WHAT YOU NEED TO DO:
After reading each line of the entries, give the number of lines that contain "earlobe" and nothing else.

Records from a data source
▽

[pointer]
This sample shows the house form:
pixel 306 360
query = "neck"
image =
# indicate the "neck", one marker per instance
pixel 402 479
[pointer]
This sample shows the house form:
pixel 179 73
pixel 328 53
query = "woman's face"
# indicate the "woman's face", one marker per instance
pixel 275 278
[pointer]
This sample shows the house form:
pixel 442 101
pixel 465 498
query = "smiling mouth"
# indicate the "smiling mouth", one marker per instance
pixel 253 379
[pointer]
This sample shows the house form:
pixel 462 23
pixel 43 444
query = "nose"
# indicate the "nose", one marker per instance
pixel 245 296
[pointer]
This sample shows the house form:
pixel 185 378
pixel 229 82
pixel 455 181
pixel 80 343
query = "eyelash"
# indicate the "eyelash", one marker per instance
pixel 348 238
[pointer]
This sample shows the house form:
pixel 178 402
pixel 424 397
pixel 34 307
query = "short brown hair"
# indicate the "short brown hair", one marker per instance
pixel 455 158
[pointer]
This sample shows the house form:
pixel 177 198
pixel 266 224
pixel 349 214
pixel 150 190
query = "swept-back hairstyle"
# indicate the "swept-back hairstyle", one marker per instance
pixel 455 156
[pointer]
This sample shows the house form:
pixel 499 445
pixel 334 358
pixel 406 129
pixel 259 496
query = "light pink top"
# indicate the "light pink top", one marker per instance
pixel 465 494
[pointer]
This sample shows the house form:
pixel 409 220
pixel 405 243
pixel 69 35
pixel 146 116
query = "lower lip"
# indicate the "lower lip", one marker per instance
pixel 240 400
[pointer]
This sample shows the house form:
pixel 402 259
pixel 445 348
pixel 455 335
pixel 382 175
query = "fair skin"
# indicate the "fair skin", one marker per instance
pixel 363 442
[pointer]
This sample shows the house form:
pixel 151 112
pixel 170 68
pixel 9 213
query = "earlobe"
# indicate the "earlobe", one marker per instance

△
▽

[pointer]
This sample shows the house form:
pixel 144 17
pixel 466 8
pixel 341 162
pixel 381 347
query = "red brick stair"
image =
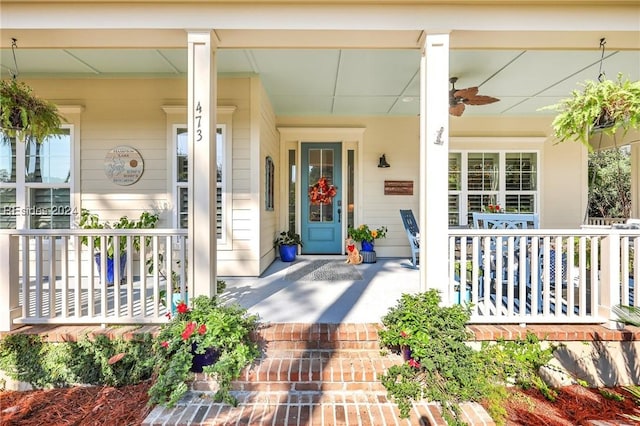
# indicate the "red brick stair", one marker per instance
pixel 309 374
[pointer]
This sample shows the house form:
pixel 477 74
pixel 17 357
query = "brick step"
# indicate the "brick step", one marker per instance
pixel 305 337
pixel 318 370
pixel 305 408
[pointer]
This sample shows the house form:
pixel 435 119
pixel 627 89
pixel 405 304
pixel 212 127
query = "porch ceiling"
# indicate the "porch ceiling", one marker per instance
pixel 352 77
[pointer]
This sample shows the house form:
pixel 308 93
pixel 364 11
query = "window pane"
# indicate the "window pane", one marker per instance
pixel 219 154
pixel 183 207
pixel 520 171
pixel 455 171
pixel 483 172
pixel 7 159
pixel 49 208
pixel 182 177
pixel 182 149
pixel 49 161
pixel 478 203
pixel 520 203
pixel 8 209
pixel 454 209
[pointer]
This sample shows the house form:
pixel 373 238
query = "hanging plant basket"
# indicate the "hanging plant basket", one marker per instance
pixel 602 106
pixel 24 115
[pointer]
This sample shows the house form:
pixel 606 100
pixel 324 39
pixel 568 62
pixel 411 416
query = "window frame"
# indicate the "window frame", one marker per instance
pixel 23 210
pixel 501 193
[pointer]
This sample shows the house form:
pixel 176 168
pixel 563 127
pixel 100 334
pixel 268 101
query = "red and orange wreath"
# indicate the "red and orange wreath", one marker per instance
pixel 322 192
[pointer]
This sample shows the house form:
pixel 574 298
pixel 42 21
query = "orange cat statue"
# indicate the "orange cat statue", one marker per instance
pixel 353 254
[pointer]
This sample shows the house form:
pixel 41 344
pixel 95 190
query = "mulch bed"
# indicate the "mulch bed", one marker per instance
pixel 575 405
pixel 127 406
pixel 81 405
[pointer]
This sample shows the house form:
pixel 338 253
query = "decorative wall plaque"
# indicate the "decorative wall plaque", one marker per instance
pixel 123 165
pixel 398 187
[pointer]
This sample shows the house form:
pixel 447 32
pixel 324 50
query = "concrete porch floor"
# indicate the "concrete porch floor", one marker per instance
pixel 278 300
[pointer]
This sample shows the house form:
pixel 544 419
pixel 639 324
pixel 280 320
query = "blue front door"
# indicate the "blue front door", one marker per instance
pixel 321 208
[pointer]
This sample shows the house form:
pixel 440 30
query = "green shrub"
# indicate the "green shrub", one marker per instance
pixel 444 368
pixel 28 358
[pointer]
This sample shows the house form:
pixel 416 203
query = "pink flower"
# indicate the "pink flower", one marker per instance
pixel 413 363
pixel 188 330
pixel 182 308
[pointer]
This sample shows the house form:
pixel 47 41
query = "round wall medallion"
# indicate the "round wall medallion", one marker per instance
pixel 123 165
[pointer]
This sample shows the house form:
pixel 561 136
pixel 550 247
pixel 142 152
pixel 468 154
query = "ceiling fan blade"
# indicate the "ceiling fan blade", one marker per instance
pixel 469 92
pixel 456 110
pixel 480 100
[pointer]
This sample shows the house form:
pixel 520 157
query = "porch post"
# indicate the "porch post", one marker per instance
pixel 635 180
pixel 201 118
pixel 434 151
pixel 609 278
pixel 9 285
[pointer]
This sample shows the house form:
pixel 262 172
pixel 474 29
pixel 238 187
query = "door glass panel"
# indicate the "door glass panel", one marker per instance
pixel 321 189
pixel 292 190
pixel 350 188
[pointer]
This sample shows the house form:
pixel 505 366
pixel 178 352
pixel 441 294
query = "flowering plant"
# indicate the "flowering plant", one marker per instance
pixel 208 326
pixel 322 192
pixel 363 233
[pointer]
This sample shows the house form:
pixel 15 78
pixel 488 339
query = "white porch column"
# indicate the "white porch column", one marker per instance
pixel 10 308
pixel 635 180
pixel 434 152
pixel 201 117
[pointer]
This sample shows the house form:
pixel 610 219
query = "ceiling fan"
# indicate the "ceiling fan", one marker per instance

△
▽

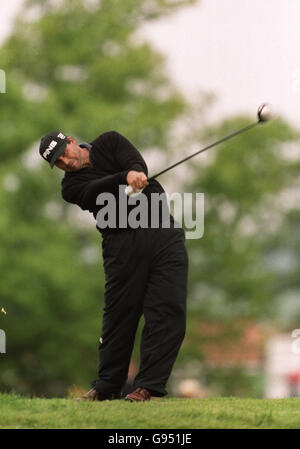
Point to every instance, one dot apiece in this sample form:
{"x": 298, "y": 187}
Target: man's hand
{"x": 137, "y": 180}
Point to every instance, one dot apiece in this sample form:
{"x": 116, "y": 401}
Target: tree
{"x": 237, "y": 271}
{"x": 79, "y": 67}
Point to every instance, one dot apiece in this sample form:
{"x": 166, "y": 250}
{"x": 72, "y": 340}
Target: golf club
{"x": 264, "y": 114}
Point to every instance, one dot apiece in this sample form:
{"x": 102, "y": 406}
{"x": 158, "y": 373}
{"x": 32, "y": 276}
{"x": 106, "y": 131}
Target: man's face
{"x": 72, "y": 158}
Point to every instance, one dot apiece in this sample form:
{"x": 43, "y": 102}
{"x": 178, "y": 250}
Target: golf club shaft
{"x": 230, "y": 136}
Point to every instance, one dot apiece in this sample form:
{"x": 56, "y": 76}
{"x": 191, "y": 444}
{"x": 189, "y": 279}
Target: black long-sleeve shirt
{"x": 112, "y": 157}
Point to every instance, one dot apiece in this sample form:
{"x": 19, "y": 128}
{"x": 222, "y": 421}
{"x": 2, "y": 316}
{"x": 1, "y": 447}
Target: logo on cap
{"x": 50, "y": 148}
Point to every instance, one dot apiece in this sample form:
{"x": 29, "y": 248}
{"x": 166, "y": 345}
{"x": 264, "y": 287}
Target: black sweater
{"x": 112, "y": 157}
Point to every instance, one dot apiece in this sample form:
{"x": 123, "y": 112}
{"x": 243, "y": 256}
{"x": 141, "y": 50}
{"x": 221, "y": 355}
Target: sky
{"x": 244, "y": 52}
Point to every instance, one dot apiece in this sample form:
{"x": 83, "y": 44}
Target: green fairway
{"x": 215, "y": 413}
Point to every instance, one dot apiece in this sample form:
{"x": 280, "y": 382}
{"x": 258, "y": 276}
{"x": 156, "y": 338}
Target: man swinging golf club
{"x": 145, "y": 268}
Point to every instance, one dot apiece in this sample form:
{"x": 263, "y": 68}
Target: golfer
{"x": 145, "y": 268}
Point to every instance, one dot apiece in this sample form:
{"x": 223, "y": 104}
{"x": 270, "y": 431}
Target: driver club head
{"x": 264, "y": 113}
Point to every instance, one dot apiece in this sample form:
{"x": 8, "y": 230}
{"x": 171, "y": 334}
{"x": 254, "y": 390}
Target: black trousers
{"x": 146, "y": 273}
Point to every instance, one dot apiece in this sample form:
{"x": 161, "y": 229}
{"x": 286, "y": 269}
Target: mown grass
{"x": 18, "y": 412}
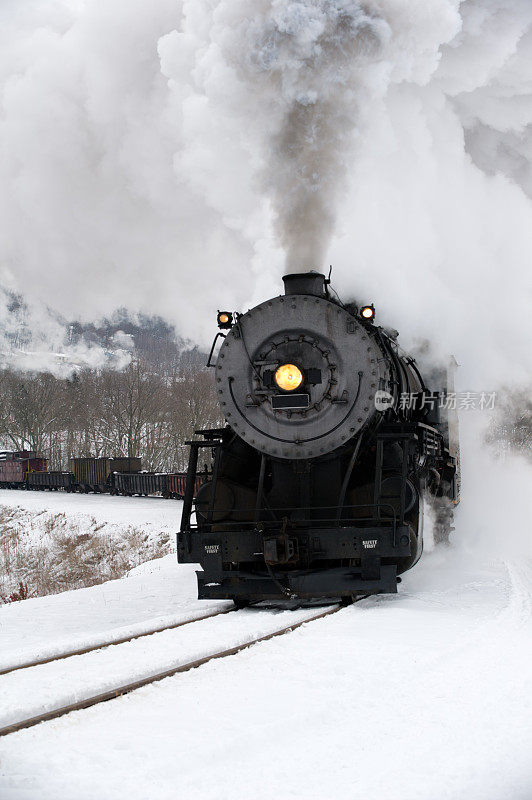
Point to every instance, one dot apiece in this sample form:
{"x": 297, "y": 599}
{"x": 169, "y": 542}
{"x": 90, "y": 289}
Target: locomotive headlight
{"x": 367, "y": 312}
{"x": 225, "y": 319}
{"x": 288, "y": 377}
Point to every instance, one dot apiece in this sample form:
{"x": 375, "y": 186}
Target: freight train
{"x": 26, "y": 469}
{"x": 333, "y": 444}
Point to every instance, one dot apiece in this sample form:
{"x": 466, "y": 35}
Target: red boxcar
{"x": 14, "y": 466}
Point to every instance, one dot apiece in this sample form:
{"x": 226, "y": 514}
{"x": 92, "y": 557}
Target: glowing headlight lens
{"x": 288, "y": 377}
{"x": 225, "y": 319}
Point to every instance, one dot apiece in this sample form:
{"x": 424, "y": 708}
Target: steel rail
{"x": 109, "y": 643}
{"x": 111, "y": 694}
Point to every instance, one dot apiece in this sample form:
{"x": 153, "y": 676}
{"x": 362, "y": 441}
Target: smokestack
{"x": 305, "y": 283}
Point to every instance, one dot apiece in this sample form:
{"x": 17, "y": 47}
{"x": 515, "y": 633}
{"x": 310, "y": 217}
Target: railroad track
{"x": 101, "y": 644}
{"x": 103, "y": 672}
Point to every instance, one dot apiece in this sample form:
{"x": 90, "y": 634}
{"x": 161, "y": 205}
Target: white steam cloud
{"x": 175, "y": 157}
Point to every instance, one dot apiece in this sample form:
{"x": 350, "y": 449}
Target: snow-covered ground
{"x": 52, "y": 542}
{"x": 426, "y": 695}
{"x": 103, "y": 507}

△

ANSWER FOR THE TASK:
2